- Problem requirements -
All lines of the listing that contain "below" should be shown in full.

- Record excerpts -
══════
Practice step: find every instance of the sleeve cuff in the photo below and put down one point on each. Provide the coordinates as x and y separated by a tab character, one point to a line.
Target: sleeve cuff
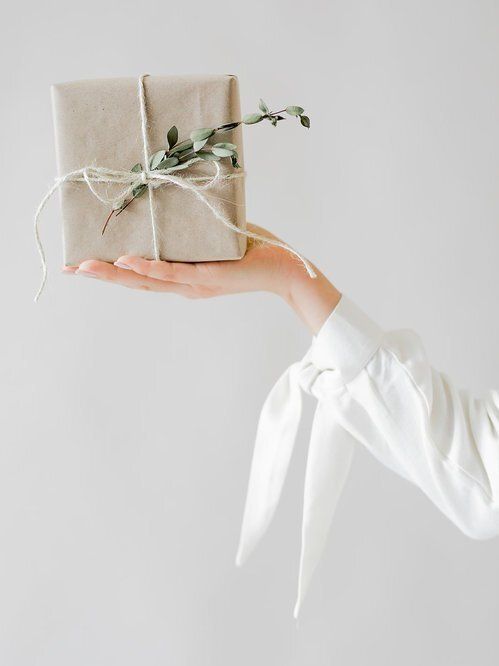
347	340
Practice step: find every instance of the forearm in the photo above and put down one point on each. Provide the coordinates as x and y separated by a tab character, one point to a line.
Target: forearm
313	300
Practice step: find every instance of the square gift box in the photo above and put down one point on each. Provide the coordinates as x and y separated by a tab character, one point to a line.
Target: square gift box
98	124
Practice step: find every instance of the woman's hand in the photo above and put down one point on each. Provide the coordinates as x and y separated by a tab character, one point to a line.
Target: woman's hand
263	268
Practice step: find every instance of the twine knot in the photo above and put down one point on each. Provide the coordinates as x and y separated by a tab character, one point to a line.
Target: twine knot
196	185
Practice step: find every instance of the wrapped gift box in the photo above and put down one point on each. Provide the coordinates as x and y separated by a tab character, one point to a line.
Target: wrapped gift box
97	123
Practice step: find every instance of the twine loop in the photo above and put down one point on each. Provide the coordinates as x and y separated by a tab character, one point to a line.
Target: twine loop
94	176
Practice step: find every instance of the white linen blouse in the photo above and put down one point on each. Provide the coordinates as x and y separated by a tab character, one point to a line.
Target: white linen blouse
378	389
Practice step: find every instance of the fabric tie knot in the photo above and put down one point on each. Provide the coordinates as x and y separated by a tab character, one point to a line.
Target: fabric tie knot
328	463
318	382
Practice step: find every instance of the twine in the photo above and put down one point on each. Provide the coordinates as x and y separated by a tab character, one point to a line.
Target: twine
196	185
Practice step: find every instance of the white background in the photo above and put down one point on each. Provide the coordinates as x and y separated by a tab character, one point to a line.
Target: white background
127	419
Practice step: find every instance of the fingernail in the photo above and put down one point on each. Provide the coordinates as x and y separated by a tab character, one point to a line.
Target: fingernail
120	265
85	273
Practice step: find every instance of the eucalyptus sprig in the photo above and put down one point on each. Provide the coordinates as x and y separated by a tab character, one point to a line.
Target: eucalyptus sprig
══════
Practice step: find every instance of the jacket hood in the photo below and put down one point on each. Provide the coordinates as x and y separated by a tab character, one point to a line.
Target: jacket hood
══════
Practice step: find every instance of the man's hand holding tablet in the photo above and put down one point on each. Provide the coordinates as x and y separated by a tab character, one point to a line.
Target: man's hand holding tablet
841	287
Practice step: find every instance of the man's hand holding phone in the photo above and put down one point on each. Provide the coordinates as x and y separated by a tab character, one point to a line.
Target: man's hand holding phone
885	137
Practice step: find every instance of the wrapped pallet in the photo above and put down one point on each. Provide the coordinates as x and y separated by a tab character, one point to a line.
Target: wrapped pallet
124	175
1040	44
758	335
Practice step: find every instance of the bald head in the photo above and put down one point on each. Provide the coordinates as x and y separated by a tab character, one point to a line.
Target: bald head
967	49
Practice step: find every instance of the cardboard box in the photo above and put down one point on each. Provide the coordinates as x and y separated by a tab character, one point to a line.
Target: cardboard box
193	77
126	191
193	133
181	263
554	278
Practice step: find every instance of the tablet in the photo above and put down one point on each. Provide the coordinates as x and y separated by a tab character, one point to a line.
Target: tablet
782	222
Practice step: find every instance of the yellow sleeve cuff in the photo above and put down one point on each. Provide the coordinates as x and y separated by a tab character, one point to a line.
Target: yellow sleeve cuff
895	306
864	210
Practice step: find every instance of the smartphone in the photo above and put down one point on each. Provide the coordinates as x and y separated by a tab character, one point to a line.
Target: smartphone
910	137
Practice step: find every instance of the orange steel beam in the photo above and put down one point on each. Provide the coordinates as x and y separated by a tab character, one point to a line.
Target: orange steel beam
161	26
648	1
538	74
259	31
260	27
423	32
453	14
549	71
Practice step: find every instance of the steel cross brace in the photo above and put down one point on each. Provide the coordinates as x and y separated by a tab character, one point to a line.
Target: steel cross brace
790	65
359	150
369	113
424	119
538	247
══════
- Result for this task -
Practice step: find every instance of the sleeve cuff in the photo below and put down one point on each. Provide the coordinates as x and y separated by a tab character, one point to a line.
Practice step: find every instance of the jacket hood in the photo below and put down one point on each. Provide the coordinates as x and y separated by a tab character, one point to a line.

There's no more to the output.